**EXERCISE BRIEF**
The only thing to send back is the number of lines below that hold the string "reflection".

**THE INPUT**
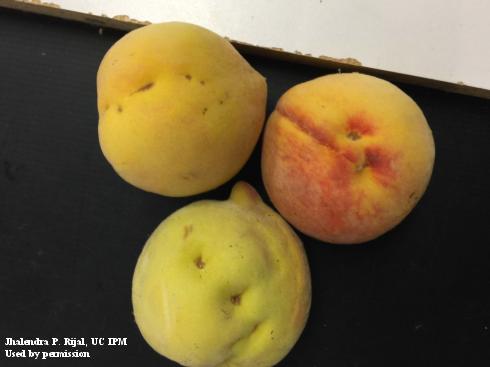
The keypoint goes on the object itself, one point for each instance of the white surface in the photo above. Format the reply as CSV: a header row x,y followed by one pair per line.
x,y
447,40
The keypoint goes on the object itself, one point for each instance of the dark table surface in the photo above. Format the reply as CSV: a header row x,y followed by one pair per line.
x,y
71,229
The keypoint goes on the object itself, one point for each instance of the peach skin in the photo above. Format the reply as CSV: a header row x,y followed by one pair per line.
x,y
346,157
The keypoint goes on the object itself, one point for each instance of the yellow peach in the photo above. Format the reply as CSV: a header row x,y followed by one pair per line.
x,y
180,110
346,157
223,283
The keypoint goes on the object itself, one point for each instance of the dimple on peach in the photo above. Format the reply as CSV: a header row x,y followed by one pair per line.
x,y
346,157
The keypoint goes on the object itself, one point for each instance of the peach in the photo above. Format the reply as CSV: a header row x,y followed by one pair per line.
x,y
346,157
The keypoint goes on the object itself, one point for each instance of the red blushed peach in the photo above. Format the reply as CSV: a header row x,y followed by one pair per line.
x,y
346,157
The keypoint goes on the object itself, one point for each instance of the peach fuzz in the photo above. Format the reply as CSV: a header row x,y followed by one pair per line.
x,y
346,157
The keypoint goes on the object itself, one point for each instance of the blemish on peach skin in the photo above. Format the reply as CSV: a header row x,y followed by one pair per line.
x,y
360,124
303,122
382,163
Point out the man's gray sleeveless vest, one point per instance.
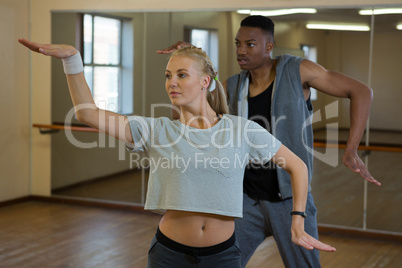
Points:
(290, 116)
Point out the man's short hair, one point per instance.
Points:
(261, 22)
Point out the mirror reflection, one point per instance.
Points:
(128, 61)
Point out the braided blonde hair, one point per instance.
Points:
(217, 101)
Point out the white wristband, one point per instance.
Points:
(73, 64)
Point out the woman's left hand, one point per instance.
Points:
(57, 51)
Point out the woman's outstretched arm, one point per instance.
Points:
(86, 111)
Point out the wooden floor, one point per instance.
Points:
(40, 234)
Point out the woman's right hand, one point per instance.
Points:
(57, 51)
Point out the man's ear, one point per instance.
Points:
(269, 46)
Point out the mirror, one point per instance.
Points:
(109, 172)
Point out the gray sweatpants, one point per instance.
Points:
(263, 219)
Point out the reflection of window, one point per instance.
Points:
(206, 39)
(310, 53)
(102, 60)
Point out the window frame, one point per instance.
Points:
(93, 65)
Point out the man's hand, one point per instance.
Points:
(301, 238)
(352, 160)
(174, 47)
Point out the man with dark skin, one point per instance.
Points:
(266, 204)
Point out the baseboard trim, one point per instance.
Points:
(360, 233)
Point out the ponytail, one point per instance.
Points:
(217, 99)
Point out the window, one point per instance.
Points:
(207, 39)
(310, 53)
(103, 69)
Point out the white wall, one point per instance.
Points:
(14, 101)
(31, 18)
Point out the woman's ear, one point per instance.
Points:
(205, 81)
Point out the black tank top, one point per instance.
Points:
(261, 181)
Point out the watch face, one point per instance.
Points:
(303, 214)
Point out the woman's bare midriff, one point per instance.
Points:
(196, 229)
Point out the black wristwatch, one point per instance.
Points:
(303, 214)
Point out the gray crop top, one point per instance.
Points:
(199, 170)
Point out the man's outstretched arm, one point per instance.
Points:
(361, 96)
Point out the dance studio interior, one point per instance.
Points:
(73, 197)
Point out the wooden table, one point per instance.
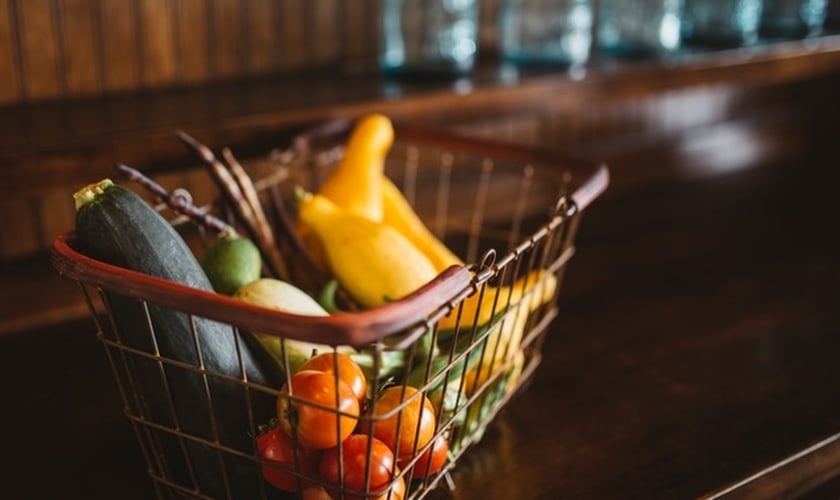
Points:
(696, 347)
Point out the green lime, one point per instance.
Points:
(231, 262)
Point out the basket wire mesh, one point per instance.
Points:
(511, 212)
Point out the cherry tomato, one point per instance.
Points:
(348, 371)
(379, 469)
(432, 459)
(276, 447)
(317, 428)
(315, 493)
(411, 427)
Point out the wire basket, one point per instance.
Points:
(458, 348)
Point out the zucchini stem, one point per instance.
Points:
(177, 203)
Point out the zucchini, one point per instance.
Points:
(117, 226)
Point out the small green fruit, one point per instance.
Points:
(231, 262)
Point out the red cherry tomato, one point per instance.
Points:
(410, 421)
(431, 460)
(379, 470)
(315, 493)
(276, 447)
(349, 371)
(317, 428)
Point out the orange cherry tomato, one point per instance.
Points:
(276, 447)
(317, 428)
(409, 423)
(431, 460)
(348, 371)
(357, 467)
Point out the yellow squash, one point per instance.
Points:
(503, 341)
(356, 183)
(398, 213)
(374, 262)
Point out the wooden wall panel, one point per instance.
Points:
(192, 44)
(157, 47)
(80, 42)
(9, 78)
(39, 40)
(19, 222)
(293, 38)
(262, 29)
(227, 37)
(324, 37)
(120, 45)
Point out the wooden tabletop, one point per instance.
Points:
(696, 348)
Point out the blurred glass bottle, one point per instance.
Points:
(721, 23)
(545, 31)
(792, 19)
(639, 27)
(429, 36)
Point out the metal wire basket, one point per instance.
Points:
(461, 344)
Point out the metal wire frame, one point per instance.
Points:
(549, 248)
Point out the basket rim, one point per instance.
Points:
(355, 328)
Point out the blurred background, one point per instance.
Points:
(697, 345)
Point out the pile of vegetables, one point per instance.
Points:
(346, 418)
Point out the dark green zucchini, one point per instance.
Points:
(115, 225)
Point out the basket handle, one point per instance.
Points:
(357, 328)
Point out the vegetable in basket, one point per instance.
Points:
(231, 262)
(356, 183)
(282, 296)
(115, 225)
(374, 262)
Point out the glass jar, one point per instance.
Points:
(639, 27)
(429, 36)
(832, 17)
(720, 23)
(545, 31)
(792, 19)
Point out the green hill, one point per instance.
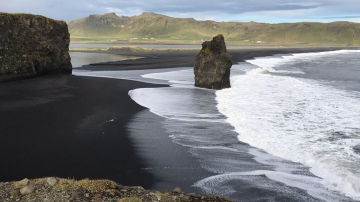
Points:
(156, 28)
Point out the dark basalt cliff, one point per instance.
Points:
(32, 45)
(212, 65)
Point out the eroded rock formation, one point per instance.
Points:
(212, 65)
(32, 45)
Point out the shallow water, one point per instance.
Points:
(273, 106)
(287, 130)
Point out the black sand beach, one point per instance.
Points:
(76, 127)
(71, 127)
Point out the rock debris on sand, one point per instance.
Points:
(68, 190)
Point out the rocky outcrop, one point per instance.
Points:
(212, 65)
(32, 45)
(92, 190)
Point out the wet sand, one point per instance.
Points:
(77, 127)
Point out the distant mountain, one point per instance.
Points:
(155, 27)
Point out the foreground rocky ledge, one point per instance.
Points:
(32, 45)
(58, 189)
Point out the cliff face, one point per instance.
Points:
(212, 65)
(32, 45)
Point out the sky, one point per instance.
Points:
(268, 11)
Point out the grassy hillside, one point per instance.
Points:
(155, 28)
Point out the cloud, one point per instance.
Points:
(200, 9)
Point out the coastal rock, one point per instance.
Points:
(27, 190)
(212, 65)
(32, 45)
(51, 181)
(177, 190)
(24, 182)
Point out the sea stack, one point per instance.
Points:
(212, 65)
(32, 45)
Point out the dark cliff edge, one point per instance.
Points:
(212, 65)
(32, 45)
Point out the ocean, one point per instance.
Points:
(287, 130)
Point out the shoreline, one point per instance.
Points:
(76, 127)
(158, 59)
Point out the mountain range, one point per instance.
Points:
(156, 28)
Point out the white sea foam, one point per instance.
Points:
(298, 119)
(310, 184)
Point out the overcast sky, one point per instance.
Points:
(269, 11)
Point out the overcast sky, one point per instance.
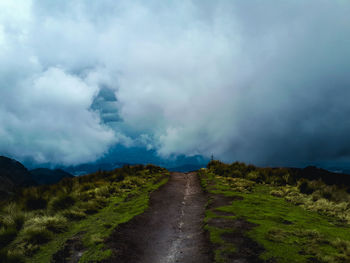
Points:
(266, 82)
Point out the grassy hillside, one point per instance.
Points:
(275, 214)
(47, 222)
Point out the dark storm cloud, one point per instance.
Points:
(260, 81)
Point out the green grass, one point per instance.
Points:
(87, 208)
(288, 233)
(97, 227)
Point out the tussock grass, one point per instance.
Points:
(39, 219)
(298, 220)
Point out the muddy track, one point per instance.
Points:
(171, 230)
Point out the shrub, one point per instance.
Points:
(62, 202)
(7, 234)
(305, 188)
(37, 234)
(6, 257)
(14, 217)
(74, 214)
(91, 206)
(35, 203)
(52, 223)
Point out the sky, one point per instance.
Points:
(265, 82)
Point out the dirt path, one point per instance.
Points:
(170, 230)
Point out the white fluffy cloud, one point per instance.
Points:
(250, 80)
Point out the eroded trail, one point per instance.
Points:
(170, 230)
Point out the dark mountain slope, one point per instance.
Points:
(13, 175)
(15, 172)
(48, 176)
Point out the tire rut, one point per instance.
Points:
(171, 230)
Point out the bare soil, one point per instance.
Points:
(171, 230)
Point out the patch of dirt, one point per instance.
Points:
(223, 213)
(221, 222)
(222, 200)
(71, 252)
(169, 231)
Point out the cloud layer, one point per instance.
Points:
(257, 81)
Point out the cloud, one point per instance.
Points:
(262, 82)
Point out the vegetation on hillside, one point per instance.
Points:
(286, 217)
(38, 221)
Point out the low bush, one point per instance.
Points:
(36, 234)
(7, 234)
(56, 223)
(62, 202)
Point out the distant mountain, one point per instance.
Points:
(48, 176)
(13, 174)
(187, 168)
(88, 168)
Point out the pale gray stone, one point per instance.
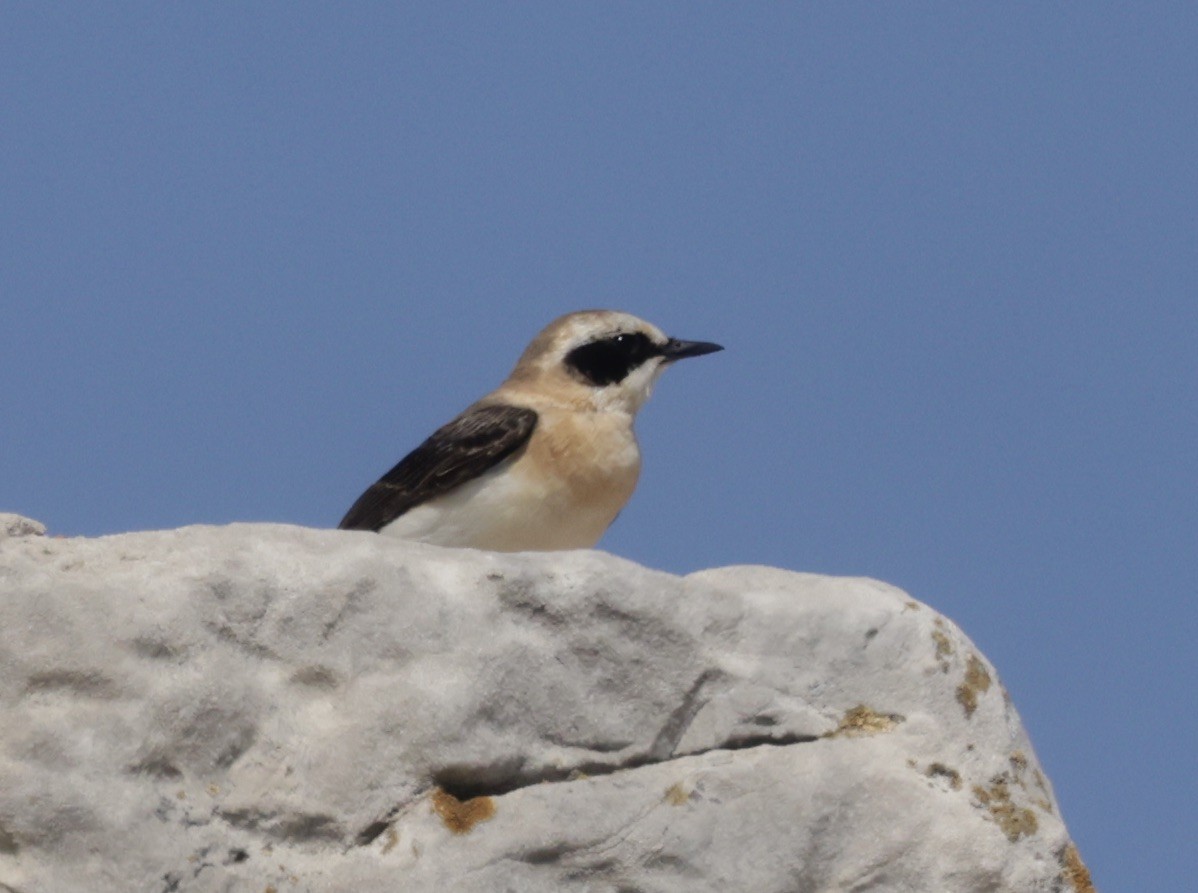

**SOLUTION FOR THIS TASK**
2